**SHORT EXERCISE:**
Copy the following lines word for word, beginning at the line containing "segment --target riverbank" and ending after the line containing "Provide the outline of every instance of the riverbank".

**INFORMATION SHOWN:**

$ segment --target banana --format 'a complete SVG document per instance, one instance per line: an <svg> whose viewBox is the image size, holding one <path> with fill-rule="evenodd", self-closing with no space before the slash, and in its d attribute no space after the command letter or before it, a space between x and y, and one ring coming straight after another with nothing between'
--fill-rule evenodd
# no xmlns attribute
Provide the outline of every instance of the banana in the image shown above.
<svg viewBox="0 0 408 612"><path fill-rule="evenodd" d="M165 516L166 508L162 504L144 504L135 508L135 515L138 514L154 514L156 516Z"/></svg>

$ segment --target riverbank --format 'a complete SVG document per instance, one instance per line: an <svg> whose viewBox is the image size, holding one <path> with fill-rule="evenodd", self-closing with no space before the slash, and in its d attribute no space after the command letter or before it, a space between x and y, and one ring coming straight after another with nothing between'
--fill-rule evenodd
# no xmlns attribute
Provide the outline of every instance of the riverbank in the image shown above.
==
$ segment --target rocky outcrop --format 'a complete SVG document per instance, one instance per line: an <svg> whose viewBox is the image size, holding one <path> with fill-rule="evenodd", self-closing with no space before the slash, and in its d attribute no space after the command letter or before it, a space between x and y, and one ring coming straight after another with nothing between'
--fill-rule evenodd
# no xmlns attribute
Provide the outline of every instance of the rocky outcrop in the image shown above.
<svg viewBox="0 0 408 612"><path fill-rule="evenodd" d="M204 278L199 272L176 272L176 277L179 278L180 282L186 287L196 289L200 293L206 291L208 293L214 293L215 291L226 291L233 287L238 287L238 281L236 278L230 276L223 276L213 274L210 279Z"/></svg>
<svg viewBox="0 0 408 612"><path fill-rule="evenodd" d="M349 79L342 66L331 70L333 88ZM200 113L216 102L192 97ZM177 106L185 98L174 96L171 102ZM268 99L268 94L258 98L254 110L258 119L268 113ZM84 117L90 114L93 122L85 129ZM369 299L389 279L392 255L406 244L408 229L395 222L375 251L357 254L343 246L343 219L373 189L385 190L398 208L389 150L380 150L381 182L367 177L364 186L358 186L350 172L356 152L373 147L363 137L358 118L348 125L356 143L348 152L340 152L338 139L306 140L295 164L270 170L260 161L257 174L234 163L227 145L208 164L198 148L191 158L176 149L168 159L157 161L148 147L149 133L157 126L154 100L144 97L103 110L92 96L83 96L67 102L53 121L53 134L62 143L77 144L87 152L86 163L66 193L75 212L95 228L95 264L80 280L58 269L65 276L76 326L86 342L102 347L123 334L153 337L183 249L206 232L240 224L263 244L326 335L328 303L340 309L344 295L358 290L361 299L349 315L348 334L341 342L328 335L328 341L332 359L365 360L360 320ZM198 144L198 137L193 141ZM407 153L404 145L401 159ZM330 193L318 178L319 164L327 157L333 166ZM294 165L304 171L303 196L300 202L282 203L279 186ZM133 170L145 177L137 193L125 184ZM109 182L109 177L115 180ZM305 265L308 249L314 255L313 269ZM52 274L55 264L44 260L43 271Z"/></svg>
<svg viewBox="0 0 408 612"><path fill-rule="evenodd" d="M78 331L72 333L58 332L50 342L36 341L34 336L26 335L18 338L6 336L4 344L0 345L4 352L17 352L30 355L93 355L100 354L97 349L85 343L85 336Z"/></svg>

**TASK RESPONSE:**
$ segment --target riverbank --format 'a complete SVG document per instance, one instance per line: an <svg> whose viewBox is the image size, holding one <path> with fill-rule="evenodd", self-closing with no space before the slash, and in its d attribute no space after the command letter or before it, a space between x and y, and one ring coming straight after another with nothing between'
--fill-rule evenodd
# no xmlns attribute
Provide the outline of every instance of the riverbank in the image shown above.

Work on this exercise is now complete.